練習問題 -
水産発酵調味料の作り方についての抜粋を読み、次の1.〜3.が本文と合っているか、それぞれ「はい」か「いいえ」で答え、決め手となる本文の言葉をそのまま引用してください。
1. 製造は短い時間でできると書かれている。
2. 従来の魚醤と同じように、魚介類から来る臭みがある。
3. 図1では、作業工程が図面の下から上へ進むように示されている。

また、その製造は短時間(例えば4〜5日間程度)でできる点で有利であり、かつ連続式な自動生産が可能であり、大量生産でき、したがって生産コストも大幅に低減できる。従来の魚醤や魚醤油のような魚介類由来の臭みが無く、しかも香ばしくかつ甘い香気を有し、さらにうま味成分に富んだ水産発酵調味料が製造可能である。
図1は、本発明の実施の形態の一例を示すフローチャート図であり、
図面上方から下方へ、矢印にしたがって作業工程が進行するように示されている。
すなわち、以下のごとく行われる。

データの行 -
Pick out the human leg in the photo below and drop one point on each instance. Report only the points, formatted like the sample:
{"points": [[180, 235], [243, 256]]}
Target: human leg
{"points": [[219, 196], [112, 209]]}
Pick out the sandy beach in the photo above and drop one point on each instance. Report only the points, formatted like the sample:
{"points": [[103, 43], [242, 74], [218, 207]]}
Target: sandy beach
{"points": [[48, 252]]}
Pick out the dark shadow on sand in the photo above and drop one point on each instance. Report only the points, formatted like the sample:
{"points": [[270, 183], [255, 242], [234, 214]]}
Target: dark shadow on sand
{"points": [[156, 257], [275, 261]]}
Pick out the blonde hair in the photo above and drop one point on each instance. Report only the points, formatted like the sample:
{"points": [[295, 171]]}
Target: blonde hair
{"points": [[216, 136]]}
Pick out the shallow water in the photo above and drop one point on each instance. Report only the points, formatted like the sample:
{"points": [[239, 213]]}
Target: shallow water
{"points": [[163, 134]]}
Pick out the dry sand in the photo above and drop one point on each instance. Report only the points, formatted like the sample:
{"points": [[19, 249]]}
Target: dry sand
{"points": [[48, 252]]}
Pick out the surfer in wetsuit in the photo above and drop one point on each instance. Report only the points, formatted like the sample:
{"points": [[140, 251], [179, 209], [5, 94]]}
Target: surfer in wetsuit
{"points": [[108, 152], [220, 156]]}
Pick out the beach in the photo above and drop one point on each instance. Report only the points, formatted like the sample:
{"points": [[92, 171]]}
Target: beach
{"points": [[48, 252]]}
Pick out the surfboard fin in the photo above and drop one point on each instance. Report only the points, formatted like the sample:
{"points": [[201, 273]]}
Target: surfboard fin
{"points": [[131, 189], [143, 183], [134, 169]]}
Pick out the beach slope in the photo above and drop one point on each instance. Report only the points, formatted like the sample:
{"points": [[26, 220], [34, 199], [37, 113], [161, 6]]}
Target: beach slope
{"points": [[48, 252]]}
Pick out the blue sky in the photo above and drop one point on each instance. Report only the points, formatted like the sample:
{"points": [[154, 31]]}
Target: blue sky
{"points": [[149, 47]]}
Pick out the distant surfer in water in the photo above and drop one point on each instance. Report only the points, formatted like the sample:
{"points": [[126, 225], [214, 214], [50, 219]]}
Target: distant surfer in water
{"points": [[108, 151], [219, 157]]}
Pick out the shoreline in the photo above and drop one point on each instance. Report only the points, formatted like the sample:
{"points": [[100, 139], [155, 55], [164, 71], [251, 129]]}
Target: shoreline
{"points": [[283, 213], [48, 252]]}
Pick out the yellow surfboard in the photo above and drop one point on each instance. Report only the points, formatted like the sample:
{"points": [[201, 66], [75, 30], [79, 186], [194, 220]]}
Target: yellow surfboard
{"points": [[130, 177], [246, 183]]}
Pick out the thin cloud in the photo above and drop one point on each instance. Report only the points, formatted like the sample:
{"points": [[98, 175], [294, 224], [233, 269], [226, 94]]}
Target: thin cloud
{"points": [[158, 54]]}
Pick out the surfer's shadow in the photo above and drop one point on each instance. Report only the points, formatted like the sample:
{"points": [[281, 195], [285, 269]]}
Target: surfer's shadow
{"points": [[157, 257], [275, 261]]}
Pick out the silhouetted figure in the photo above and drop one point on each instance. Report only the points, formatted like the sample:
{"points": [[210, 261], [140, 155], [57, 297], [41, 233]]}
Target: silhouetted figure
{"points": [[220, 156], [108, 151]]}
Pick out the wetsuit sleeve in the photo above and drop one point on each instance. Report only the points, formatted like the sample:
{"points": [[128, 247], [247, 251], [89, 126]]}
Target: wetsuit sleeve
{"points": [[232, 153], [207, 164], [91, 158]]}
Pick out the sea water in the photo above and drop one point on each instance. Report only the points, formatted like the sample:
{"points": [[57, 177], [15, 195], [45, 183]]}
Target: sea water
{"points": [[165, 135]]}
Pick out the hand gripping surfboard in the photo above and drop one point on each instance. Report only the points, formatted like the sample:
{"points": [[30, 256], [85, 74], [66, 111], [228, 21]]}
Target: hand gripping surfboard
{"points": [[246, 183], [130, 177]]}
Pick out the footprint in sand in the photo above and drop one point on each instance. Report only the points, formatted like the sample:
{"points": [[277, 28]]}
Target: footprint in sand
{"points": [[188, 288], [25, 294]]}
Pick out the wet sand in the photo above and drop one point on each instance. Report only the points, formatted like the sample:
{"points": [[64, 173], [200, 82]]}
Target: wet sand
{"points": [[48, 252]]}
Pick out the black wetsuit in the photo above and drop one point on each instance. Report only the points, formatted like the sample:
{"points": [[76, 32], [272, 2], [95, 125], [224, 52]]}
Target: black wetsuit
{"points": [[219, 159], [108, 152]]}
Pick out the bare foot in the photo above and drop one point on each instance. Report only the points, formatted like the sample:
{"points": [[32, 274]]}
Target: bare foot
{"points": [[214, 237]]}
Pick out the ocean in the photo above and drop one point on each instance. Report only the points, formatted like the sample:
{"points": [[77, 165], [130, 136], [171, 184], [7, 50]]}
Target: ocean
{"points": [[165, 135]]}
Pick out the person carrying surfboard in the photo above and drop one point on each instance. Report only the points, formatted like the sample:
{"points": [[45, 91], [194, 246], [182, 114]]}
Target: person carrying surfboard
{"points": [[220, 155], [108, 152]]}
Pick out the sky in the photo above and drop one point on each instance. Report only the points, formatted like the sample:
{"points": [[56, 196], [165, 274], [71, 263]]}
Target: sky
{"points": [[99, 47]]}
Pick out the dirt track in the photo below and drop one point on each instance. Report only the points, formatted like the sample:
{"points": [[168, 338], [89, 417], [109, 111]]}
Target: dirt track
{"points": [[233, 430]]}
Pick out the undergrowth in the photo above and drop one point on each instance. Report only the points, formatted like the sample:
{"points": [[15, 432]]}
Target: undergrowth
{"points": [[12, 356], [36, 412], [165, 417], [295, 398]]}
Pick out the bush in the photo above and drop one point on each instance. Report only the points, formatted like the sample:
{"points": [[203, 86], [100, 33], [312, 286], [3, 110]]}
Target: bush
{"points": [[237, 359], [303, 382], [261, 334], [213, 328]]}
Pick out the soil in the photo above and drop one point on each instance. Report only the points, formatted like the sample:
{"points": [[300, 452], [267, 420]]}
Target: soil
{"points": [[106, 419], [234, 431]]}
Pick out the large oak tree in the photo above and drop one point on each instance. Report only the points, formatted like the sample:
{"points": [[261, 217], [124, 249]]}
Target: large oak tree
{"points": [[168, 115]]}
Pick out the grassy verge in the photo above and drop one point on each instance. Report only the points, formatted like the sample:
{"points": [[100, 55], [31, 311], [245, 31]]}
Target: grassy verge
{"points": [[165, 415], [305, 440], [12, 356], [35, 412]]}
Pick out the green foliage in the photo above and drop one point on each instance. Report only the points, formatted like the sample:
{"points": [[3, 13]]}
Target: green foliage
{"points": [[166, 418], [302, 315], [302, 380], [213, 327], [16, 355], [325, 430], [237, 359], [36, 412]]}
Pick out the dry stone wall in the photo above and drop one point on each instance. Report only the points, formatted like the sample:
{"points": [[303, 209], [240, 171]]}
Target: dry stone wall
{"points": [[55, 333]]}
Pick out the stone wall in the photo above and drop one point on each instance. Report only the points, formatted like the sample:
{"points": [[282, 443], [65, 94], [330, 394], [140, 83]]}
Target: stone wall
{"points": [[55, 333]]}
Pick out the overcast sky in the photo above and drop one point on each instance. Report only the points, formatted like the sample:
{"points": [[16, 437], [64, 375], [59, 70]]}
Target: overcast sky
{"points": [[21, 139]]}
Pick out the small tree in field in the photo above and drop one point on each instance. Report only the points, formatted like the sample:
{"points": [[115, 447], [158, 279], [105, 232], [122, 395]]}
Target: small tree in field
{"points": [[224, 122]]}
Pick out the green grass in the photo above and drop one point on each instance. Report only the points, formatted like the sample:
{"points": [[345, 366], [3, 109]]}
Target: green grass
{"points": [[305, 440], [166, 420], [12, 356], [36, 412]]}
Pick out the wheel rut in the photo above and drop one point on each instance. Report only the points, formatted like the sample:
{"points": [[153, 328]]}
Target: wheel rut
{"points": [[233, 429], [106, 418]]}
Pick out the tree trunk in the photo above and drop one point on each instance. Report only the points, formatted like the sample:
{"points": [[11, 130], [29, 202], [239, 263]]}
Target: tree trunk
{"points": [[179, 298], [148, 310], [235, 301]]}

問題の答え -
1. はい —「その製造は短時間(例えば4〜5日間程度)でできる」
2. いいえ —「従来の魚醤や魚醤油のような魚介類由来の臭みが無く」
3. いいえ —「図面上方から下方へ、矢印にしたがって作業工程が進行するように示されている」